Given exercise 1:
In the thread on random points in a sphere, what range does the edit give for the random latitude h?

━━━ Selection

Ok, my math just isn't so great (I think I'm gonna go buy a book)...
I'm trying to generate x number of random points, all within a sphere. Big problem though, I can't seem to figure out the math. :?
I know the radius of the sphere, and it's origin (let's just say it's 0,0,0 for simplicity's sake). I've tried several methods, but I always end up with the points being distributed too far within the sphere, or going outside of it. Anyone know the math for this? It would be greatly appreciated.
The formula for a sphere is:
(x - xm)² + (y - ym)² + (z - zm)² = r²
where (xm, ym, zm) is the coordinate of the center. r is the radius and (x, y, z) is the coordinate. This formula would be true if the point is on the surface of the sphere. So if the point should be within (or on the surface) then use this formula:
(x - xm)² + (y - ym)² + (z - zm)² <= r²
WiESi
Where does the Z coordinate factor into this? Is it x^2 + y^2 + z^2 = r^2 ?
Of course, now that I'm thinking about it, I'm not even sure how to code it up using the sphere equation...
I tried generating random vectors for dx, dy, and dz, but I wasn't sure how to plug them into the radius to find the point x,y,z. Any ideas? The vector method seems easier to code... I think. :?
An alternative method:
1 radom radius r (0 to sphere radius)
2 random longitude l (0 to 2*PI)
3 random latitude h (0 to PI) Edit: should be -PI/2 to PI/2
(x,y,z)=(r*cos(l)*cos(h), r*sin(h), r*sin(l)*cos(h))
More math instead of using the previous method and only randomizing x, y, z and discarding those outside the sphere but math is fun :wink:
Anders
Edit:
Trial and error method like this:
do {
dx=random()*2*R-R;
dy=random()*2*R-R;
dz=random()*2*R-R;
while(dx*dx+dy*dy+dz*dz>R*R);
position.set(xorigin+dx, yorigin+dy,zorigin+dz);
Thanks Anders... It's working really well. I get an interesting plotting of points (they like gravitating more towards the center and axis of the sphere), but I think I can work with it. :D
Edit: Oh, and one more thing for those trying it, I had to make the random "h" = (Math.random()*Math.PI*2) - Math.PI), in order to get values below the top half of the sphere as well.
Ah, sorry, should have been r*cos(h) for the y coord to work with 0 to PI.
Edit: and then x and y should use sin (h)

━━━━━━
━━━ Task input

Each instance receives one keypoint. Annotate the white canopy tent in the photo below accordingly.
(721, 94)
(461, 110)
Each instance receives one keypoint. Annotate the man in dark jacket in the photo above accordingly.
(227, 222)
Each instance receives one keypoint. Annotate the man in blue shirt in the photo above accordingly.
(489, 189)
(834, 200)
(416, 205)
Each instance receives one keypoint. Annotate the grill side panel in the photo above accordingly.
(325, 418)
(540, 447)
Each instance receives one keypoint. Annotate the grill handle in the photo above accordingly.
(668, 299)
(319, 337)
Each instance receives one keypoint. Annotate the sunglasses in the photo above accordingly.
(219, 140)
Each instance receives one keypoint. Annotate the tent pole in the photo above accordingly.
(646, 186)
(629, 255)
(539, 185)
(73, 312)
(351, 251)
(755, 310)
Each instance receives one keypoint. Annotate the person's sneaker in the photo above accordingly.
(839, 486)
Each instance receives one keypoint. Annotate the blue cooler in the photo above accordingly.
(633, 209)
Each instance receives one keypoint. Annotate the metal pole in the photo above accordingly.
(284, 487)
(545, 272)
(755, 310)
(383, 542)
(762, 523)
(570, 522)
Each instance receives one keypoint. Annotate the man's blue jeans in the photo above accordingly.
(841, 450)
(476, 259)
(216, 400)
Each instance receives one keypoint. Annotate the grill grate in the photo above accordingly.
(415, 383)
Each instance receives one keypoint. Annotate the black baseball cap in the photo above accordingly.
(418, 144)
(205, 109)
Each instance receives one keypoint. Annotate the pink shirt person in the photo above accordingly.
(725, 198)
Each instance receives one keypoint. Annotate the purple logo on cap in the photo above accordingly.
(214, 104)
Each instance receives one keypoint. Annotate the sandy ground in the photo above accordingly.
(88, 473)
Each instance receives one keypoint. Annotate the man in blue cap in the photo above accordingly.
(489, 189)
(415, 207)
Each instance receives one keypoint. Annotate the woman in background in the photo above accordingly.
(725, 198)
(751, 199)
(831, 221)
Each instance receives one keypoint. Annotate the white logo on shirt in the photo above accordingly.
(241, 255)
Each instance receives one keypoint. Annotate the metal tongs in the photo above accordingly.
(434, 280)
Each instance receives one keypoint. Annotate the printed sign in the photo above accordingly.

━━━━━━

Given exercise 2:
In the records, switch "instance" to "object" in the part that opens with the line containing "Each instance receives one keypoint. Annotate the white logo" and runs through the end of the records. Keep everything else unchanged.

Correct output 1:
-PI/2 to PI/2

Correct output 2:
Each object receives one keypoint. Annotate the white logo on shirt in the photo above accordingly.
(241, 255)
Each object receives one keypoint. Annotate the metal tongs in the photo above accordingly.
(434, 280)
Each object receives one keypoint. Annotate the printed sign in the photo above accordingly.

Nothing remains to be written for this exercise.